▶ _Prompt 1_:
Pull out every row below that contains the string "hair", and copy each one in full.

▶ _Selected passage_:
START

Statistics about resumes in general indicate that roughly three-quarters of them are misleading and more than half contain outright falsehoods. No separate statistics have been broken out for lawyer resumes, but lawyers are people and job-seekers, so beware.

For the careful reader, there are red flags. Use of the plural – “we,” “the firm has,” “the group has” – as opposed to ”I have” when describing experience or cases tried should raise questions. It is often intended to hide the fact that the person hasn’t done it individually. An interviewer should probe beyond the generality and get specifics about what the candidate has done.

Failure to list results and dates also should raise a red flag. It may be appropriate if confidentiality is an issue. However, when the word “successful” is used to describe the result of the engagement, one needs to ask what “successful” means and to whom. If the case list omits dates, you may be shocked to find that glowing achievements are many years old, and the lawyer hasn’t tried a case for years.

In-house counsel, risk managers and executives who hire outside litigation counsel, especially for major matters,  should be meticulous in reviewing res- umes. Especially in today’s era of the “vanishing trial,” those looking for trial lawyers (and not just “litigators”) should spend the time and energy to hire the right person for the job.

Failure to do so can bring unfortunate results, unnecessary expense, and indigestion.

END

▶ _Stored data_:
START

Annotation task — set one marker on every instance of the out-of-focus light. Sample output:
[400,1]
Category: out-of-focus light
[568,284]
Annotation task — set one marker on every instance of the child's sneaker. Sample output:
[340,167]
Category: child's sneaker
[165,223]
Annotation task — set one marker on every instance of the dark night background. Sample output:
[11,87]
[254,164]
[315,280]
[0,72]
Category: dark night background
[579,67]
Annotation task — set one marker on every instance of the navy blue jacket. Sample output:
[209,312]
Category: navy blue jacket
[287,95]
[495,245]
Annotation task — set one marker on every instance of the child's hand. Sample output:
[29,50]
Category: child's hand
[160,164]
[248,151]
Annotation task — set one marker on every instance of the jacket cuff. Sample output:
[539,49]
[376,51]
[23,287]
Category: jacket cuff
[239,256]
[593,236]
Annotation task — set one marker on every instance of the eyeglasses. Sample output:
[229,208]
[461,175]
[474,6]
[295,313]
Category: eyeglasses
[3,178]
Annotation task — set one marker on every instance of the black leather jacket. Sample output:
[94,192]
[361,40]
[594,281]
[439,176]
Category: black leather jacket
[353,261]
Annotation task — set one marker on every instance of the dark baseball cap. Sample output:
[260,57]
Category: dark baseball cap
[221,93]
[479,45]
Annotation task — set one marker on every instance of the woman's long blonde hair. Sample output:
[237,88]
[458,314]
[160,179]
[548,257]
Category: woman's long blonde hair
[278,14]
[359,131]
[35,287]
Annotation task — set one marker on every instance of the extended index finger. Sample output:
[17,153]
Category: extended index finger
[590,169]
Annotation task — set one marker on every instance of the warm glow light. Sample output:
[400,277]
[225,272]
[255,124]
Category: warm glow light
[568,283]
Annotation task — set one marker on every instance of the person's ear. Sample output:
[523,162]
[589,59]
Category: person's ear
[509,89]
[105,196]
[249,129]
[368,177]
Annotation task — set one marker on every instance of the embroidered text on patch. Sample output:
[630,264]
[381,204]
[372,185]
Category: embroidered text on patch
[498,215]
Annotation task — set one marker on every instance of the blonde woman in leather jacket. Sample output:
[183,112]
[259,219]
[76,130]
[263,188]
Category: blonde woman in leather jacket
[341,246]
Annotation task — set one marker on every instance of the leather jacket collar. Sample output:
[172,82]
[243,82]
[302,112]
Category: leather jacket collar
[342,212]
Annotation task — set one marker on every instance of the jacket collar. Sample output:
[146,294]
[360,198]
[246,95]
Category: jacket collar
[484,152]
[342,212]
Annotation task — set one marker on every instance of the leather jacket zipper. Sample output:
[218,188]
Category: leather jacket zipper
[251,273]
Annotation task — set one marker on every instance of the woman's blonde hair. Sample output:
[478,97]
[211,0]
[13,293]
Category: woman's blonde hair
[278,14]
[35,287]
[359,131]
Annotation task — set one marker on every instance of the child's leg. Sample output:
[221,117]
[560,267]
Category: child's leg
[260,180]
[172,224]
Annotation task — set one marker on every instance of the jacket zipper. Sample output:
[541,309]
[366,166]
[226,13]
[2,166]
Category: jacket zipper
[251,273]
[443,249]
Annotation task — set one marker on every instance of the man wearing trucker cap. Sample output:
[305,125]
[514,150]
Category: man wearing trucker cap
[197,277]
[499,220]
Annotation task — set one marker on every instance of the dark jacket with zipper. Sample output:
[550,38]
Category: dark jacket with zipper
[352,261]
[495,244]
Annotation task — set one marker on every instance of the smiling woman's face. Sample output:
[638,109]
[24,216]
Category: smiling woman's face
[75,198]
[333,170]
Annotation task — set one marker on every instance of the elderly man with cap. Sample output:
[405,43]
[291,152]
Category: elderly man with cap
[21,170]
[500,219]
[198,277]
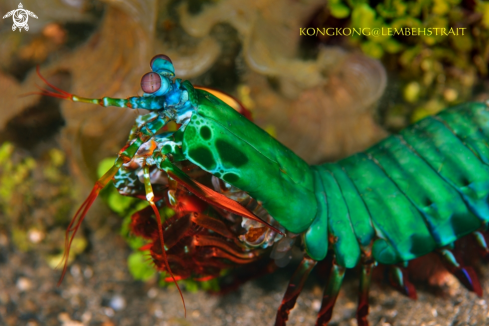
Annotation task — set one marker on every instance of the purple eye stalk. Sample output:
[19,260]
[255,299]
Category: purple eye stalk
[157,82]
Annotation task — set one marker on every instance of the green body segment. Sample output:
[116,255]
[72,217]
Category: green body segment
[453,161]
[400,227]
[413,192]
[407,195]
[441,206]
[340,230]
[223,142]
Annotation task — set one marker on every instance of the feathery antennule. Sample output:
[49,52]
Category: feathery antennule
[81,213]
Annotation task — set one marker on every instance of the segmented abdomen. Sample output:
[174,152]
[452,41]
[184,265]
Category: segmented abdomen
[412,192]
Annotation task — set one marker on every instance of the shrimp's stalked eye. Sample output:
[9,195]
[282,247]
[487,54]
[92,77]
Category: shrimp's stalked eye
[162,64]
[153,83]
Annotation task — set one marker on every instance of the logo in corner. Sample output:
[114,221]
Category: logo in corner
[20,16]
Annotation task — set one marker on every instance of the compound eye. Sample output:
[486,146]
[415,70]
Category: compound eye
[150,82]
[162,64]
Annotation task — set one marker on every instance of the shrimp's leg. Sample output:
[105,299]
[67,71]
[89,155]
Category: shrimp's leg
[331,291]
[365,278]
[294,289]
[150,198]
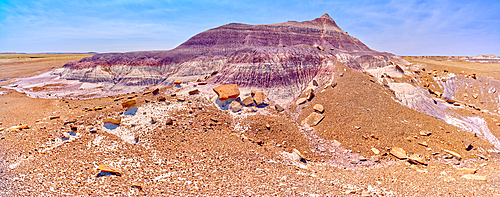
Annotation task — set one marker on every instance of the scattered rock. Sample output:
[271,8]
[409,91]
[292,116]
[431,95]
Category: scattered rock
[467,170]
[227,91]
[301,101]
[156,91]
[298,156]
[66,136]
[398,153]
[195,91]
[252,109]
[416,159]
[137,185]
[312,120]
[112,121]
[279,108]
[129,103]
[319,108]
[474,177]
[258,98]
[235,106]
[106,168]
[315,83]
[169,121]
[425,133]
[309,94]
[467,144]
[247,101]
[423,144]
[454,154]
[180,98]
[19,127]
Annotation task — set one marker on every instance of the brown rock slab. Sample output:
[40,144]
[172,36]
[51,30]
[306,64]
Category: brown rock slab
[227,91]
[301,101]
[169,121]
[235,106]
[423,144]
[259,98]
[253,92]
[312,120]
[309,94]
[467,170]
[156,91]
[425,133]
[474,177]
[247,101]
[19,127]
[279,108]
[112,121]
[195,91]
[129,103]
[416,159]
[398,153]
[180,98]
[319,108]
[315,83]
[454,154]
[107,168]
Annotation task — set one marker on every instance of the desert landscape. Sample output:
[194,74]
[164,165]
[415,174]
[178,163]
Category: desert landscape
[285,109]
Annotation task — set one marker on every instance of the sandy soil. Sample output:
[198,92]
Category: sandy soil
[213,152]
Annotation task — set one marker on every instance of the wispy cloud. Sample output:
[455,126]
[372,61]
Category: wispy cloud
[414,27]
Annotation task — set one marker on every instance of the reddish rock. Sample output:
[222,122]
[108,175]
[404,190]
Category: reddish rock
[235,106]
[259,98]
[129,103]
[112,121]
[247,101]
[196,91]
[312,120]
[227,91]
[107,168]
[319,108]
[156,91]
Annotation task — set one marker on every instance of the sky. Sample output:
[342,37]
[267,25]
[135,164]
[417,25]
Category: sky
[412,27]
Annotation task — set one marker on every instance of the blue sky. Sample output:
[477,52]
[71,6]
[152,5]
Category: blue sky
[400,27]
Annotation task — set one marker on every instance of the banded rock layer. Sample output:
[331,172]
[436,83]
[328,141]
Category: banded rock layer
[280,59]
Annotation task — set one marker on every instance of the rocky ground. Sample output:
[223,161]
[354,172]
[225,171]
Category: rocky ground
[172,143]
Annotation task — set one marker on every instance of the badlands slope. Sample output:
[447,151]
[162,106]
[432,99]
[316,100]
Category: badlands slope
[391,126]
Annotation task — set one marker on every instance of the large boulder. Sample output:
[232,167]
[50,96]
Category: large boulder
[312,120]
[227,91]
[235,106]
[247,101]
[259,98]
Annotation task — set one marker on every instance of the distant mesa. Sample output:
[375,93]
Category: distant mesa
[280,59]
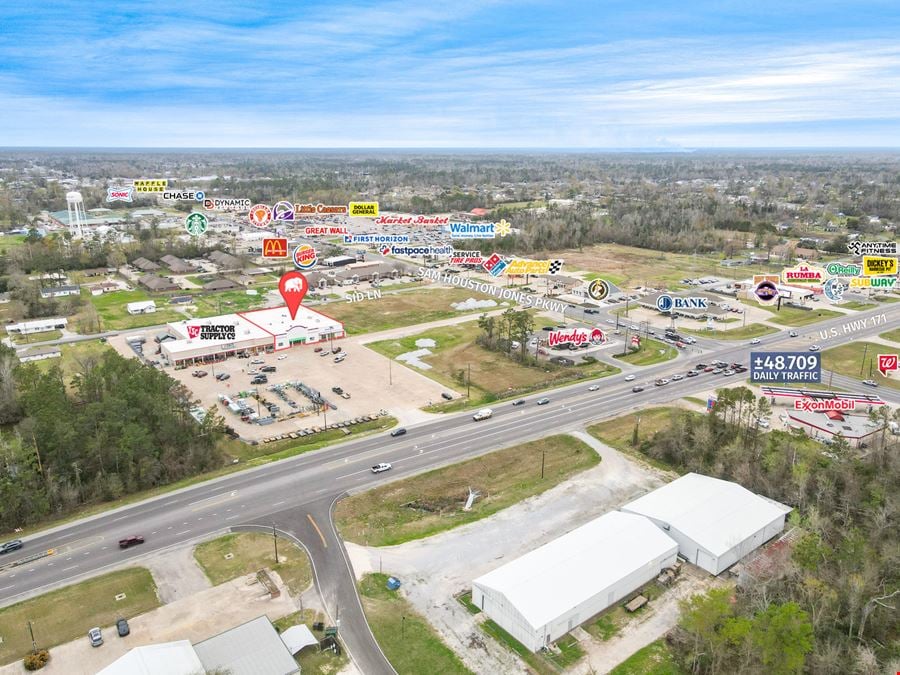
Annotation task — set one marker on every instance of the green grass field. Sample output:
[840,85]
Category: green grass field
[892,335]
[409,642]
[848,359]
[69,612]
[432,502]
[251,552]
[400,309]
[654,659]
[114,316]
[742,333]
[651,352]
[792,316]
[493,373]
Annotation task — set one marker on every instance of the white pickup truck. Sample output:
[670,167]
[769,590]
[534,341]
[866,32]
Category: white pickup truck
[483,414]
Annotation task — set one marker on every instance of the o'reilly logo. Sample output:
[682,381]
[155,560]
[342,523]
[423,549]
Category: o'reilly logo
[212,332]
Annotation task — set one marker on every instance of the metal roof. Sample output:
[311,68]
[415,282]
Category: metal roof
[253,648]
[714,513]
[545,583]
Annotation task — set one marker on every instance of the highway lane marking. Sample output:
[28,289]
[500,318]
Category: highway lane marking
[324,543]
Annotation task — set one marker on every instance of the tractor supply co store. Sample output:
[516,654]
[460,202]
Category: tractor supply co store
[264,330]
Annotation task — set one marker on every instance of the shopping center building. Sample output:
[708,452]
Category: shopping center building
[194,341]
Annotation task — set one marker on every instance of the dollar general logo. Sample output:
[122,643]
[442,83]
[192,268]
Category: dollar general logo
[879,266]
[364,209]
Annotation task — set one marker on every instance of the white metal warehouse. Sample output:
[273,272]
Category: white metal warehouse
[715,522]
[544,594]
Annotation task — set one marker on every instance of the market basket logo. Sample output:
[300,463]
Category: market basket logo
[874,266]
[212,332]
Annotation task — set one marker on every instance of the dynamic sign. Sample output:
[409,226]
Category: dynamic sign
[196,224]
[879,266]
[189,196]
[275,247]
[598,290]
[158,185]
[576,336]
[123,194]
[478,230]
[667,303]
[305,257]
[211,332]
[412,220]
[872,247]
[796,367]
[803,274]
[260,215]
[226,204]
[364,209]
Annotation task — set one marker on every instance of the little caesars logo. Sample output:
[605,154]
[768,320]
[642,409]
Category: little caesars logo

END

▶ _Prompt 2_:
In the passage on lawyer resumes, why should a candidate's use of phrases like "we" or "the firm has" to describe experience raise questions? Answer in one to three sentences.

▶ _Written answer 1_:
Annotation task — set one marker on every instance of the woman's long blonde hair. Sample output:
Category: woman's long blonde hair
Annotation task — set one marker on every instance of the woman's blonde hair. Sample output:
Category: woman's blonde hair

▶ _Written answer 2_:
Such plural phrasing is often meant to hide the fact that the candidate did not do the work individually. For that reason, an interviewer should probe beyond the generality and get specifics about what the candidate has done.